- [Exercise directions]
Can you give all the records again without altering a single character?

- [Point annotation records]
* * * * * * * * *
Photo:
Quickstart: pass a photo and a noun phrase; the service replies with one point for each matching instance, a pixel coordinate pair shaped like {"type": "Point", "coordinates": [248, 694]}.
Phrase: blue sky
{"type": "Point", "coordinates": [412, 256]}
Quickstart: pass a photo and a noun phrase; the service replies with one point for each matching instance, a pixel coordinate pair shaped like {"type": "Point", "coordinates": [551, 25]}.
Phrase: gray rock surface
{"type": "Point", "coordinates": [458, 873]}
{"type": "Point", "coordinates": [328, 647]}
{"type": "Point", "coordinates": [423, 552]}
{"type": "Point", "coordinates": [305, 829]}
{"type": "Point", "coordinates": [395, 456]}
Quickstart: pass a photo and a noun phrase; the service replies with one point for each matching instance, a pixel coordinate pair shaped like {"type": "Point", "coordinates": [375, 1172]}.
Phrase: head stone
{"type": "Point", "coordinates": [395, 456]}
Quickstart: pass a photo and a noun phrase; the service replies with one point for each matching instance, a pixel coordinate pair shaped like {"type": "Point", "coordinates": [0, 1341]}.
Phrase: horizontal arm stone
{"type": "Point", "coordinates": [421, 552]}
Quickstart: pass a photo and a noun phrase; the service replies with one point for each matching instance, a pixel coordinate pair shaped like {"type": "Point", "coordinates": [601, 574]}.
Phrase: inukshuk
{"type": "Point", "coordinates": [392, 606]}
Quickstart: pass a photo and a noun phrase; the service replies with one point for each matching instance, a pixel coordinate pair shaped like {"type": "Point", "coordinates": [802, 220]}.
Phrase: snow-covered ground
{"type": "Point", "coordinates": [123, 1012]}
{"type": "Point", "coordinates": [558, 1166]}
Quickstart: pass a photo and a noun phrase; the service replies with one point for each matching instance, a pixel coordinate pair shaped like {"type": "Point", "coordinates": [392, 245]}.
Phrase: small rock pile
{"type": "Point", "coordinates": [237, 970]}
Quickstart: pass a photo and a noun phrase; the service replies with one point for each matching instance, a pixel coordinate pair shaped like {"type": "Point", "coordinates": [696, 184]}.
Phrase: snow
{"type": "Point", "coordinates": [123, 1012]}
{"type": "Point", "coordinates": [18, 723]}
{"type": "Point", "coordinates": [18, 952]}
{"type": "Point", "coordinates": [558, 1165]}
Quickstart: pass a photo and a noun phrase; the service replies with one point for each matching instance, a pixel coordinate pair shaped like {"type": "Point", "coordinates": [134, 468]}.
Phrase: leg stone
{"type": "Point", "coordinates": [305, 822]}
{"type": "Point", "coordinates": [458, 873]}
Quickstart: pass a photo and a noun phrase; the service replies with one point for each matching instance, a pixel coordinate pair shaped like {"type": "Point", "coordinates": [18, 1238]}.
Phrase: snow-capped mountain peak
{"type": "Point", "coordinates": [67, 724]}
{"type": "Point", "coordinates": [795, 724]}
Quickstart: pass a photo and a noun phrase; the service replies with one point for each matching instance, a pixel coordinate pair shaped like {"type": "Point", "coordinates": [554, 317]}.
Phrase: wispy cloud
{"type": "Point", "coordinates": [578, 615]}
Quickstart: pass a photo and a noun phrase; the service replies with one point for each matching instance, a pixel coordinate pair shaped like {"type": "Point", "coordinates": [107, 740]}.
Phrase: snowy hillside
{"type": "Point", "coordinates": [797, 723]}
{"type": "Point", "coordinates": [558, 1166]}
* * * * * * * * *
- [Reply to the exercise]
Photo:
Quickstart: pass a photo and a noun phrase; the service replies with one point for each matching instance, a pixel coordinate pair shaped like {"type": "Point", "coordinates": [248, 694]}.
Phrase: blue sky
{"type": "Point", "coordinates": [412, 256]}
Quickstart: pass a photo and a noun phrase; the service replies with one point for each matching instance, a pixel coordinate pair shaped like {"type": "Point", "coordinates": [551, 25]}.
Phrase: gray rock surface
{"type": "Point", "coordinates": [458, 873]}
{"type": "Point", "coordinates": [328, 647]}
{"type": "Point", "coordinates": [423, 552]}
{"type": "Point", "coordinates": [305, 829]}
{"type": "Point", "coordinates": [395, 456]}
Quickstart: pass a photo and a noun phrase; the service replies with one point for each matching instance, a pixel coordinate pair shaped like {"type": "Point", "coordinates": [375, 1172]}.
Phrase: head stone
{"type": "Point", "coordinates": [395, 456]}
Quickstart: pass a photo and a noun phrase; the service replies with one point for each matching instance, a pixel coordinate pair shaped like {"type": "Point", "coordinates": [0, 1341]}.
Phrase: horizontal arm stone
{"type": "Point", "coordinates": [421, 552]}
Quickstart: pass a photo and a noun phrase; the service replies with one point for each matching instance, a pixel coordinate pair shaped like {"type": "Point", "coordinates": [601, 574]}.
Phrase: inukshuk
{"type": "Point", "coordinates": [392, 606]}
Quickstart: pass a photo and a noun phrase; the service replies with one point for each matching instance, a pixel coordinate pair shaped like {"type": "Point", "coordinates": [802, 220]}.
Phrase: snow-covered ground
{"type": "Point", "coordinates": [123, 1012]}
{"type": "Point", "coordinates": [558, 1166]}
Quickstart: pass a photo and a noun phrase; the service replies with one point for each matching instance, a pixel coordinate pair shaped like {"type": "Point", "coordinates": [392, 245]}.
Phrase: small rock pile
{"type": "Point", "coordinates": [237, 970]}
Quickstart: pass a photo and a noun phrase; the service replies with one point for each matching instance, a pixel coordinate pair shaped like {"type": "Point", "coordinates": [696, 184]}.
Phrase: snow
{"type": "Point", "coordinates": [123, 1012]}
{"type": "Point", "coordinates": [18, 723]}
{"type": "Point", "coordinates": [18, 952]}
{"type": "Point", "coordinates": [558, 1165]}
Quickstart: pass a photo and a noun phrase; the service replies with one point for each matching instance, a pixel coordinate pair shaped like {"type": "Point", "coordinates": [134, 468]}.
Phrase: leg stone
{"type": "Point", "coordinates": [305, 822]}
{"type": "Point", "coordinates": [458, 873]}
Quickstart: pass a photo and a noun phrase; the service replies with one point for each matching instance, a pixel coordinate pair shaped like {"type": "Point", "coordinates": [18, 1238]}.
Phrase: snow-capped mountain peak
{"type": "Point", "coordinates": [67, 724]}
{"type": "Point", "coordinates": [795, 724]}
Quickstart: pass a photo and a noun phrase; the service replies with one point for each matching instance, a pixel coordinate pair shaped like {"type": "Point", "coordinates": [554, 317]}.
Phrase: wispy cloud
{"type": "Point", "coordinates": [578, 615]}
Quickstart: pass a photo and a noun phrase; the service replies with one point for each matching instance, a pixel coordinate pair shaped like {"type": "Point", "coordinates": [107, 740]}.
Phrase: snowy hillside
{"type": "Point", "coordinates": [797, 723]}
{"type": "Point", "coordinates": [558, 1166]}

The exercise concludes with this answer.